• [READING TEXT]:
★ ★ ★ ★ ★ ★ ★

Test on mistral with CausalLM

2025-09-10 20:04:52 +00:00 · 2023-11-23 16:34:06 +00:00 · 2023-11-23 16:34:06 +00:00 · f1004498d0
commit f1004498d0
parent 3c02262f29
1 changed files with 20 additions and 4 deletions
--- a/server/text_generation_server/models/init.py
+++ b/server/text_generation_server/models/init.py
@ -44,7 +44,7 @@ __all__ = [

 FLASH_ATT_ERROR_MESSAGE = "{} requires Flash Attention enabled models."

-FLASH_ATTENTION = True
+FLASH_ATTENTION = False
 try:
    from text_generation_server.models.flash_rw import FlashRWSharded
    from text_generation_server.models.flash_neox import FlashNeoXSharded
@ -248,15 +248,31 @@ def get_model(
                )

    if model_type == "mistral":
-        if MISTRAL:
-            return FlashMistral(
+        # if MISTRAL:
+        #     return FlashMistral(
+        #         model_id,
+        #         revision,
+        #         quantize=quantize,
+        #         dtype=dtype,
+        #         trust_remote_code=trust_remote_code,
+        #     )

★ ★ ★ ★ ★ ★ ★

(Labeled point entries)
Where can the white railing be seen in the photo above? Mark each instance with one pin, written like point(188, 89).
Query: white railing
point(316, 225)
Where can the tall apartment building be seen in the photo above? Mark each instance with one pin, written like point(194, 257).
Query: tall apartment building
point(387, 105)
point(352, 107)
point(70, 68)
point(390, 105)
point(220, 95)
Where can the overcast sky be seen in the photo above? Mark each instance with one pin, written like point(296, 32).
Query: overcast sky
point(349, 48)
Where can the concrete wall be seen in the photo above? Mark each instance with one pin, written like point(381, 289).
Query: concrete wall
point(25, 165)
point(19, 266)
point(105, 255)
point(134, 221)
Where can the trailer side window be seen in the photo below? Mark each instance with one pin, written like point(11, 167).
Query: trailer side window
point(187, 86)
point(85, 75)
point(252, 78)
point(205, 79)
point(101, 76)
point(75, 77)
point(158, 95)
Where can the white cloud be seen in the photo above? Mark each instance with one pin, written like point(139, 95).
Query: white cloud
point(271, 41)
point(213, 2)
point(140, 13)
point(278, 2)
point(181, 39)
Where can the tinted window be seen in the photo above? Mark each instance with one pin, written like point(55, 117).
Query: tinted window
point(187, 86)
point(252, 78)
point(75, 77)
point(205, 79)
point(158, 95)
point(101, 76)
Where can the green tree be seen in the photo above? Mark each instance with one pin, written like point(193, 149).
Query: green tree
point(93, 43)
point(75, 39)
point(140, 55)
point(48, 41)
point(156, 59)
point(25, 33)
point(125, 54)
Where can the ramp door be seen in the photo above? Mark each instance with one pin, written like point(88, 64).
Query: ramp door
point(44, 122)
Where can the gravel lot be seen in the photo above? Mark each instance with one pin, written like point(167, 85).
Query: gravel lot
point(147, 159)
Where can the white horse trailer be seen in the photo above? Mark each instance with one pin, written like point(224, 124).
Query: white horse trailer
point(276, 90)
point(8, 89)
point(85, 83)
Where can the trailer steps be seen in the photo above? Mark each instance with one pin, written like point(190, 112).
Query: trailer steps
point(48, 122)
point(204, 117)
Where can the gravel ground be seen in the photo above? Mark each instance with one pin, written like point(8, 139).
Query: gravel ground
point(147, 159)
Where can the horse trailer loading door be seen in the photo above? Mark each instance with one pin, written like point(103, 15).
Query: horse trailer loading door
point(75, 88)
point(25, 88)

★ ★ ★ ★ ★ ★ ★

• [TASK PROMPT]: In the commit diff, list every argument name that appears in the commented-out call to FlashMistral. The entries are not needed for the task.

• [THE COMPLETED TASK]: model_id, revision, quantize, dtype, trust_remote_code